• Directions:
Without changing anything, transcribe all of the entries.

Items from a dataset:
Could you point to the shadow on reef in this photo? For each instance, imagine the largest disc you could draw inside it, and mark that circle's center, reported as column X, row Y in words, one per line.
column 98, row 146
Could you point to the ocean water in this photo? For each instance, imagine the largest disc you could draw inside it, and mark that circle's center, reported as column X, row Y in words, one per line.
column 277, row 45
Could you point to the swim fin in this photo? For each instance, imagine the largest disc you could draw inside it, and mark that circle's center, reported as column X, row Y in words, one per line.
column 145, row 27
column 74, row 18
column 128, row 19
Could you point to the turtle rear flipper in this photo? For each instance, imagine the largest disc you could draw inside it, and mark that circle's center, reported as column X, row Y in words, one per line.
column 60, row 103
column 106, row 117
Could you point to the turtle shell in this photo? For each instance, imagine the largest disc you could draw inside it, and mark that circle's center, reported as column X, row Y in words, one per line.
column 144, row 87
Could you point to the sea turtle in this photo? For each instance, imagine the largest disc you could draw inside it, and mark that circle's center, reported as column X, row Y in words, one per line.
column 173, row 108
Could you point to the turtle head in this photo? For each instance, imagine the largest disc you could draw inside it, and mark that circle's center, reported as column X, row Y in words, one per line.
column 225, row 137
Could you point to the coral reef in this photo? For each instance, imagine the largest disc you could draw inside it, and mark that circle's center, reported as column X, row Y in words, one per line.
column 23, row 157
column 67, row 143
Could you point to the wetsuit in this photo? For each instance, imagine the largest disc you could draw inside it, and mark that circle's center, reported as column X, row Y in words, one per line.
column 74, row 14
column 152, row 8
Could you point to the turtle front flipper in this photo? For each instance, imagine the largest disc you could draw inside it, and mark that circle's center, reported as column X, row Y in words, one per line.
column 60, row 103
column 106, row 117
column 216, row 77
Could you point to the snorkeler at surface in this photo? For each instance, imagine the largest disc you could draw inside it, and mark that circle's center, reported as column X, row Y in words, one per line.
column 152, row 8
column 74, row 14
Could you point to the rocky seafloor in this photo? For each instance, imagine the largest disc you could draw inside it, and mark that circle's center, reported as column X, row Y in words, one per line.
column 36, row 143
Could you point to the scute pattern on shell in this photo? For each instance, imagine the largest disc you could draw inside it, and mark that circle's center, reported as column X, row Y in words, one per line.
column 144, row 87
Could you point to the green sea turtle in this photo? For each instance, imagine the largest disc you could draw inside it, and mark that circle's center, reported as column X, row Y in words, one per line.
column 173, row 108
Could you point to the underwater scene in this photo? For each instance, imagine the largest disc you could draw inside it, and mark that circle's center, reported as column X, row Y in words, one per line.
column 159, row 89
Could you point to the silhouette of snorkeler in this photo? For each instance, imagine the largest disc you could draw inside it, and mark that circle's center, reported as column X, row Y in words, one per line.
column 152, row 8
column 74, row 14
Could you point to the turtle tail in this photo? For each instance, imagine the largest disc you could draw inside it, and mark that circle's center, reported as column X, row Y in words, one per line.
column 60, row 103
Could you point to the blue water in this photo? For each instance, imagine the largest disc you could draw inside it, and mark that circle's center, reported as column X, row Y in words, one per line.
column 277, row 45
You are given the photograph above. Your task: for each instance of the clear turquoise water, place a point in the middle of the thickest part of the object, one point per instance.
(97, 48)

• Result of the task:
Could you point to the shadow on reef in this photo? For each instance, imagine the largest disc you could draw inside it, and mark that circle's center, reported as column X, row Y in words, one per line.
column 98, row 146
Could you point to the ocean water in this photo? For each instance, imagine the largest disc you could draw inside it, and mark that circle's center, reported as column X, row Y in words, one per line.
column 277, row 45
Could you point to the swim fin in this photo? For each instance, imagine the largest disc you could draw inside it, and mark that circle's center, reported as column X, row Y in words, one per line.
column 145, row 27
column 74, row 18
column 128, row 19
Could you point to the turtle rear flipper in this photo? For each instance, imagine the largest disc you could draw inside it, and mark that circle's center, reported as column X, row Y in words, one per line.
column 60, row 103
column 106, row 117
Could you point to the turtle shell in this photo? For each instance, imagine the largest disc you could draw inside it, and mark that circle's center, reported as column X, row Y in words, one per line.
column 144, row 87
Could you point to the sea turtle in this photo? For each instance, imagine the largest disc you could draw inside it, and mark that circle's center, reported as column X, row Y in words, one per line.
column 173, row 108
Could you point to the turtle head in this photo? For each instance, imagine the largest disc you could draw inside it, and mark that circle's center, reported as column X, row Y in words, one per line.
column 225, row 137
Could you point to the coral reef in this photo? For each instance, imagine the largest disc you could draw inside it, and mark that circle's center, reported as column X, row Y in words, one per line.
column 23, row 157
column 67, row 143
Could you point to the wetsuit in this photo? For each instance, imagine the largest disc you could draw inside it, and mark that circle's center, reported as column X, row Y in words, one per line.
column 74, row 14
column 152, row 8
Could you point to the turtle front flipper in this photo? For each instance, imagine the largest disc you could draw inside it, and mark that circle's center, reported as column X, row Y in words, one per line.
column 60, row 103
column 106, row 117
column 216, row 77
Could you point to the snorkeler at surface in this photo? For each instance, imagine the largest disc you could draw inside it, and mark that circle's center, reported as column X, row Y in words, one per line.
column 152, row 8
column 74, row 14
Could you point to the rocky seafloor in this photo? For each instance, imagine the largest disc you could draw inside it, and mark that circle's center, reported as column X, row Y in words, one per line.
column 36, row 143
Could you point to the scute pattern on shell in this photo? For each instance, imagine the largest disc you could draw inside it, and mark that circle's center, reported as column X, row Y in words, one per line.
column 144, row 87
Could you point to the green sea turtle in this photo? For each instance, imagine the largest disc you could draw inside it, and mark that circle's center, reported as column X, row Y in words, one per line.
column 173, row 108
Could you point to the underwater scene in this photo? For each instance, imagine the largest disc you could draw inside it, and mark that circle's center, reported as column X, row Y in words, one per line.
column 159, row 89
Could you point to the silhouette of snorkeler in this photo? For each instance, imagine the largest disc you could draw inside it, and mark that circle's center, reported as column X, row Y in words, one per line.
column 152, row 8
column 74, row 14
Could you point to the turtle tail in this photo? For each instance, imagine the largest disc you could draw inside it, and mark that circle's center, reported as column X, row Y in words, one per line.
column 60, row 103
Could you point to the blue water in this photo? For each instance, imagine the largest disc you could draw inside it, and mark that circle's center, reported as column X, row Y in words, one per line.
column 277, row 45
You are given the photograph above. Your task: for each instance of the clear turquoise water, place a point in the middle of the thickest part of the object, one point per instance.
(97, 48)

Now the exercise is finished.